> [Given text]
......

The history of past populations can be reconstructed using genetic material from the remains of prehistoric flora and fauna. This genetic material is usually present in minute quantities only, and the risk of contamination is high. This is why a clean room laboratory – such as the one present on-site at the WSL since 2015 – is required for the analytical work.
DNA can survive in the remains of dead organisms for a very long time. In favourable conditions, this may even stretch to several millennia, though it is likely the remains will be damaged and broken into tiny fragments. Today, we have effective methods for concentrating and multiplying ancient DNA (aDNA) and making it suitable for analysis. The sequence of the DNA building blocks of former genes allows for a direct view into the genetic history of past populations.
Ancient DNA can be used to reconstruct the migratory history of species after the last ice age, detect populations, and study adaptive processes against the backdrop of past environmental changes.
The aDNA laboratory at the WSL
Our clean room laboratory is fitted with air filters and is overpressurised to prevent foreign particles from entering the laboratory from outside. We conduct the various steps of a typical aDNA analysis in separate rooms in order to eliminate impurities to the greatest extent possible. The WSL's aDNA laboratory is the largest of its kind in Switzerland and the only one in which plants are studied.

......

> [Problems and tasks]
**A)** Reproduce the text on ancient DNA between "The history of" and "of past populations.", inclusive.
**B)** Resume the text on ancient DNA, starting after its last sentence.
The records were taken from a different source than the text on ancient DNA.

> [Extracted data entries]
......

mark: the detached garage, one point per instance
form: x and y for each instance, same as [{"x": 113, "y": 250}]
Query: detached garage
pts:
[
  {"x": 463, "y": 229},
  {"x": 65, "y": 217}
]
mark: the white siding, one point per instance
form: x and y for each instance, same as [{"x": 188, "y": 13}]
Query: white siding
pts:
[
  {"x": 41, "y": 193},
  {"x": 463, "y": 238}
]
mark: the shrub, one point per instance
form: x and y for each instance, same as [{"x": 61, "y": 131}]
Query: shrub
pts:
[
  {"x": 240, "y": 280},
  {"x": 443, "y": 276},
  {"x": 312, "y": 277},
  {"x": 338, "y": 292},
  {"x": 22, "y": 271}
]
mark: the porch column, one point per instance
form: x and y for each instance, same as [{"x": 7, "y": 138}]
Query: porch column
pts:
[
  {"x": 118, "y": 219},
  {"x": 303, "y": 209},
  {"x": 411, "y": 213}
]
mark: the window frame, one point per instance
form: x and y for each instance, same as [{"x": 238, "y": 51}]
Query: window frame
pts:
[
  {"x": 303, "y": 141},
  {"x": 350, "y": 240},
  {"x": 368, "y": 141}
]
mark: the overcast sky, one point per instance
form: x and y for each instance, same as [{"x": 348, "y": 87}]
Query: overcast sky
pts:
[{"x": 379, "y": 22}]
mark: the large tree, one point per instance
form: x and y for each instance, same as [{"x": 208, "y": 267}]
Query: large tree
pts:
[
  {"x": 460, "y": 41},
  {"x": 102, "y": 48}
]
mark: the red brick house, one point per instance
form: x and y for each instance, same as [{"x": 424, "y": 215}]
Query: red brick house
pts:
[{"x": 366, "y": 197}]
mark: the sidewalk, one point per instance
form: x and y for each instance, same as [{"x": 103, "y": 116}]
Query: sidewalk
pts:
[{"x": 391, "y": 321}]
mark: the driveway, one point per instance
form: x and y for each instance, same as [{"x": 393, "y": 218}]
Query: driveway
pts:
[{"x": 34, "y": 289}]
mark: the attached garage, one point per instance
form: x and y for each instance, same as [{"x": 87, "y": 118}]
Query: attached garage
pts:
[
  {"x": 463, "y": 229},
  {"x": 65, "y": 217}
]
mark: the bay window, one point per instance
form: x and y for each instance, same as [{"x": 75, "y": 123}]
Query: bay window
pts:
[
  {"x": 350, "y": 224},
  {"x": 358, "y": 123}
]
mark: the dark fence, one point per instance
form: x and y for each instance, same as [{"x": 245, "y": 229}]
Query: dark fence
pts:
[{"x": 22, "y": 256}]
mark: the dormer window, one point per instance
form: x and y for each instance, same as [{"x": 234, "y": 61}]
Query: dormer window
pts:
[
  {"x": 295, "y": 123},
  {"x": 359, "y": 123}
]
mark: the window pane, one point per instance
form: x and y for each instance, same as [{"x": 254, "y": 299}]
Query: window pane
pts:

......

> [Per-task answers]
**A)**
The history of past populations can be reconstructed using genetic material from the remains of prehistoric flora and fauna. This genetic material is usually present in minute quantities only, and the risk of contamination is high. This is why a clean room laboratory – such as the one present on-site at the WSL since 2015 – is required for the analytical work.
DNA can survive in the remains of dead organisms for a very long time. In favourable conditions, this may even stretch to several millennia, though it is likely the remains will be damaged and broken into tiny fragments. Today, we have effective methods for concentrating and multiplying ancient DNA (aDNA) and making it suitable for analysis. The sequence of the DNA building blocks of former genes allows for a direct view into the genetic history of past populations.

**B)**
Learning from the past for the benefit of the future
Our current studies focus on sub-fossilized tree remnants, which we use to reconstruct the population and evolutionary histories of forest tree species in the Alpine region. Have past climate changes led to a change in the genetic composition of trees? To what extent have human influences affected the genetic diversity of populations? To answer questions such as these, we work with sub-fossilised needles made of sea sediments and sub-fossilised wood. The findings of these studies will ultimately help us to assess the consequences of climate change on today's forests.
* Subfossil = any prehistoric organism which has not fossilised or has only partially fossilised. Unlike fossils, subfossils can be dated using the C14 method.